Exercise goal:
The records that follow must be transcribed in full, without any change.

Records shown:
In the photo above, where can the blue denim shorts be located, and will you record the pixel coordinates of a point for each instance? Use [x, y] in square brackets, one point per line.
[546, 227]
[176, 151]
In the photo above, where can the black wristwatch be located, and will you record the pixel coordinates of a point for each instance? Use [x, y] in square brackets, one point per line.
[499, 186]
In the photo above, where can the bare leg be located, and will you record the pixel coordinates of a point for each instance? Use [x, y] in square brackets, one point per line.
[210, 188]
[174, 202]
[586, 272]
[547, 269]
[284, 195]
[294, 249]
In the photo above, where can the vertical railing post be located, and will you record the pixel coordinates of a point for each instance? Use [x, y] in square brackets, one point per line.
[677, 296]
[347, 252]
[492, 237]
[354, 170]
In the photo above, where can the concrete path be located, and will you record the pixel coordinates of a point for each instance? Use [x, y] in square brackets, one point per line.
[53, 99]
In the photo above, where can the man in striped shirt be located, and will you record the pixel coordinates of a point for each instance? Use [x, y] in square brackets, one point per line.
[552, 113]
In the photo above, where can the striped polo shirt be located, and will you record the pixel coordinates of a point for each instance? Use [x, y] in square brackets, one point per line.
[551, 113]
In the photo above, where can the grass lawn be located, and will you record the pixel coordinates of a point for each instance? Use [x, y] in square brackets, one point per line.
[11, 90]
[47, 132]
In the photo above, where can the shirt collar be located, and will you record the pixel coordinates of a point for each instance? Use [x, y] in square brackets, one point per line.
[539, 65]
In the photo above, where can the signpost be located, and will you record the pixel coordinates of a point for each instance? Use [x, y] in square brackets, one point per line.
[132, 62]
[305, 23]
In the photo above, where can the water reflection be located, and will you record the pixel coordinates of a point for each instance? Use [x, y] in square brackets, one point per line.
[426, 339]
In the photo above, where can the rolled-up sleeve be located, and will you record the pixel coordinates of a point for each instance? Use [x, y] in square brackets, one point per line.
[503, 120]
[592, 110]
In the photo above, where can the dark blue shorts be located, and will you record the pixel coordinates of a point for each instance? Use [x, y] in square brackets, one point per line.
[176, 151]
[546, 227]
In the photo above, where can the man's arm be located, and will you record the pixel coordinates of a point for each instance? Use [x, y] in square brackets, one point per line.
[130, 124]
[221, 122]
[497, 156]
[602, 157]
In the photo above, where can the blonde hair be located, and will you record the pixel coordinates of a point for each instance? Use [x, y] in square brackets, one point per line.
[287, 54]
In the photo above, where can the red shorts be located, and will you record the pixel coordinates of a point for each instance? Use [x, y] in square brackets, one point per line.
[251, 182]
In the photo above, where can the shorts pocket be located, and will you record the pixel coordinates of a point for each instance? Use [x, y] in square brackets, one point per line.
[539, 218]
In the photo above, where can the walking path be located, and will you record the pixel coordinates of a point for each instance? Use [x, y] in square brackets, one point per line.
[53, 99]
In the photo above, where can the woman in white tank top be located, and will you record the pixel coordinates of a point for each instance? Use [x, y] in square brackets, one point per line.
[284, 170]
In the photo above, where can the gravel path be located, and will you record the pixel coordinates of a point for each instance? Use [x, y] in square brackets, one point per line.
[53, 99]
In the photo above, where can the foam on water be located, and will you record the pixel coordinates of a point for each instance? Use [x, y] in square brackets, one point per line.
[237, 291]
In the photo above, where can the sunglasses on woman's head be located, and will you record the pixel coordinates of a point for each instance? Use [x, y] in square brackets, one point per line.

Result for this exercise:
In the photo above, where can the blue denim shorts be located, and will you record the pixel coordinates of a point for each instance? Use [x, y] in square brackets, one point per line.
[546, 227]
[176, 151]
In the photo above, where can the black wristwatch be located, and will you record the pixel coordinates of a point for each instance? Use [x, y] in square brackets, one point per line.
[499, 186]
In the photo above, where can the bare leg be located, and will you record the pixel coordinates of a point for each instance? Use [x, y] in square brackets, one point per line.
[210, 188]
[174, 202]
[586, 272]
[547, 269]
[284, 195]
[294, 249]
In the photo above, where can the vertical railing post be located, and will you record the pixel coordinates of a point for each instance? Use [x, y] in square brackets, one point per line.
[677, 296]
[347, 252]
[492, 237]
[354, 170]
In the photo above, where can the concrete path be located, and will you record the pixel coordinates of a point for each instance? Use [x, y] in square brackets, one point per line.
[53, 99]
In the photo above, where can the man in striped shirt be located, and will you record the pixel coordinates of a point for each instance? Use [x, y] in square brackets, one point per line.
[552, 113]
In the photo above, where can the striped polo shirt be located, and will you record the pixel coordinates of a point for each instance? Use [x, y] in square brackets, one point per line.
[551, 113]
In the photo above, where can the grass lawn be located, and will you record the pixel coordinates of a point for each instance? Use [x, y] in square brackets, one point per line.
[11, 90]
[47, 132]
In the photo above, where can the shirt collar be located, and will you record the pixel coordinates of a point for each instance? Use [x, y] in square brackets, one point per line.
[539, 65]
In the photo above, where can the signpost be located, and will you record the pixel coordinates of a point for each instance? Use [x, y] in square brackets, one point per line.
[132, 62]
[305, 23]
In the photo above, where can the water reflection be located, and will you record the pixel coordinates of a point for each instance? Use [x, y] in square brackets, one point per line.
[426, 339]
In the photo above, where can the rolled-up sleeve be located, and will you record the pixel coordinates of a point for each instance? Use [x, y] in square brackets, one point per line.
[503, 120]
[592, 110]
In the photo above, where can the dark blue shorts be located, and will you record the pixel coordinates of a point for each instance? Use [x, y] in square brackets, one point per line.
[176, 151]
[546, 227]
In the photo above, where can the man's arm be located, and will you record the pixel coordinates of a point for each instance? Use [x, y] in square brackets, one point per line.
[130, 124]
[221, 122]
[497, 156]
[602, 157]
In the photo above, where can the blonde hair be located, and will you record the pixel coordinates of a point for each instance? Use [x, y] in square brackets, one point per line.
[287, 54]
In the photo above, where can the red shorts be located, and will you record the pixel coordinates of a point for each instance? Use [x, y] in square brackets, one point per line.
[251, 182]
In the photo above, where can the shorts pocket be located, and will you record the pixel coordinates of a point for each instance? Use [x, y] in square brackets, one point per line.
[539, 218]
In the photo above, where can the walking path be located, and will you record the pixel coordinates of a point for each instance? Use [x, y] in square brackets, one point per line.
[53, 99]
In the photo above, where can the woman in white tank top be located, and will you record the pixel coordinates of a point for each instance? Use [x, y] in square brackets, one point per line.
[284, 170]
In the photo above, where can the gravel path be located, and will you record the pixel coordinates of a point for each instance? Use [x, y] in square brackets, one point per line.
[53, 99]
In the photo above, where can the foam on water be located, and will you record the pixel coordinates of a point for each instance? Use [x, y] in square brackets, one point per line.
[237, 291]
In the photo above, where can the sunglasses on woman's head be located, and will you record the pixel coordinates of a point for each instance? Use [x, y] in square brackets, one point per line.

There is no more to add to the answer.